Picture shape labeling items:
+ + +

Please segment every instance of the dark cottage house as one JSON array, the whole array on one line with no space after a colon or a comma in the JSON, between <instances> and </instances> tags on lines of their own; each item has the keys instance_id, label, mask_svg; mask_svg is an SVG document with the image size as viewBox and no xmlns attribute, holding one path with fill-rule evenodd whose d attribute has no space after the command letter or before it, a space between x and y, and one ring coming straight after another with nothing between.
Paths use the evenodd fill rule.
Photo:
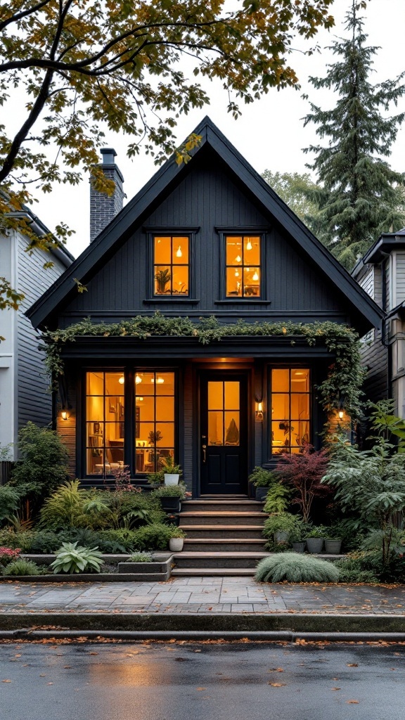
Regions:
<instances>
[{"instance_id":1,"label":"dark cottage house","mask_svg":"<svg viewBox=\"0 0 405 720\"><path fill-rule=\"evenodd\" d=\"M240 498L254 465L319 445L324 343L227 332L204 344L190 320L329 320L360 336L380 325L383 311L211 121L195 132L191 161L169 160L115 216L123 179L114 150L104 150L118 202L92 192L97 236L27 313L41 330L156 311L189 328L178 320L178 335L140 338L103 325L63 344L55 421L72 473L90 485L123 464L141 484L172 456L193 497Z\"/></svg>"}]
</instances>

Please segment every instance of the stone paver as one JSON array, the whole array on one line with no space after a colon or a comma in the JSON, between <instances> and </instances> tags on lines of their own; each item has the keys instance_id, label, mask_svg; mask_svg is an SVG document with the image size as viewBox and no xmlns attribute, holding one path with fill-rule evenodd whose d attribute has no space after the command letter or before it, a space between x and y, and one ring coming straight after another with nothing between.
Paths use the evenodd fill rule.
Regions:
<instances>
[{"instance_id":1,"label":"stone paver","mask_svg":"<svg viewBox=\"0 0 405 720\"><path fill-rule=\"evenodd\" d=\"M405 614L405 586L267 585L250 577L167 582L0 582L0 613L311 613Z\"/></svg>"}]
</instances>

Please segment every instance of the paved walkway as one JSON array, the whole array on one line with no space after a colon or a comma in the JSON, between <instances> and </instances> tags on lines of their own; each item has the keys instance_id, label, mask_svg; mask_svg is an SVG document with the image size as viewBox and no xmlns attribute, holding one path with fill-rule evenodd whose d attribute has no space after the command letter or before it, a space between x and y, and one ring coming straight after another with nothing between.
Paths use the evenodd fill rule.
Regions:
<instances>
[{"instance_id":1,"label":"paved walkway","mask_svg":"<svg viewBox=\"0 0 405 720\"><path fill-rule=\"evenodd\" d=\"M267 585L245 577L167 582L0 582L0 613L405 614L405 585Z\"/></svg>"}]
</instances>

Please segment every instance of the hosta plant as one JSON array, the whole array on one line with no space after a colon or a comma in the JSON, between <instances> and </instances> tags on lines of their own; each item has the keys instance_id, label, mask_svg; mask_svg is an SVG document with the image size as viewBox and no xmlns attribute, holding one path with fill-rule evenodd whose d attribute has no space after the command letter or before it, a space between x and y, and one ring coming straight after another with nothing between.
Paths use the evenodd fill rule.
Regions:
<instances>
[{"instance_id":1,"label":"hosta plant","mask_svg":"<svg viewBox=\"0 0 405 720\"><path fill-rule=\"evenodd\" d=\"M261 582L337 582L339 570L331 562L295 552L264 557L256 569Z\"/></svg>"},{"instance_id":2,"label":"hosta plant","mask_svg":"<svg viewBox=\"0 0 405 720\"><path fill-rule=\"evenodd\" d=\"M50 567L55 575L61 572L99 572L103 563L102 554L97 547L88 548L78 545L77 542L63 542L56 551L56 559Z\"/></svg>"}]
</instances>

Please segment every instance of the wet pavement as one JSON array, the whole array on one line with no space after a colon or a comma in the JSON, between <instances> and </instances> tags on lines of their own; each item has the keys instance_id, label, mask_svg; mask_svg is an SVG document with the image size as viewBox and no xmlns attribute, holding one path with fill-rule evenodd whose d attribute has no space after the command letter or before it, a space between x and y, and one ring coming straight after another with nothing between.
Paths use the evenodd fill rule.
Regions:
<instances>
[{"instance_id":1,"label":"wet pavement","mask_svg":"<svg viewBox=\"0 0 405 720\"><path fill-rule=\"evenodd\" d=\"M403 720L404 645L0 644L2 720Z\"/></svg>"},{"instance_id":2,"label":"wet pavement","mask_svg":"<svg viewBox=\"0 0 405 720\"><path fill-rule=\"evenodd\" d=\"M0 582L0 613L308 613L404 615L405 586L271 585L253 578L167 582Z\"/></svg>"}]
</instances>

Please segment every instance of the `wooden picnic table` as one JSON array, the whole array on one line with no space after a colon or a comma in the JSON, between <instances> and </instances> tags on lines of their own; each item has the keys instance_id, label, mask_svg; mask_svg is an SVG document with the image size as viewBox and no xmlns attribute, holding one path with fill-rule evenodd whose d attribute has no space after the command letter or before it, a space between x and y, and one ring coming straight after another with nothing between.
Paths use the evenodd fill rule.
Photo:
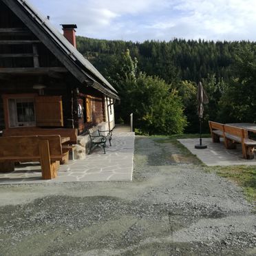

+ + +

Please tally how many lines in the items above contain the string "walkway", counting only matches with the same case, and reply with the number alone.

- [SOLUTION FOR THIS PROBLEM] 2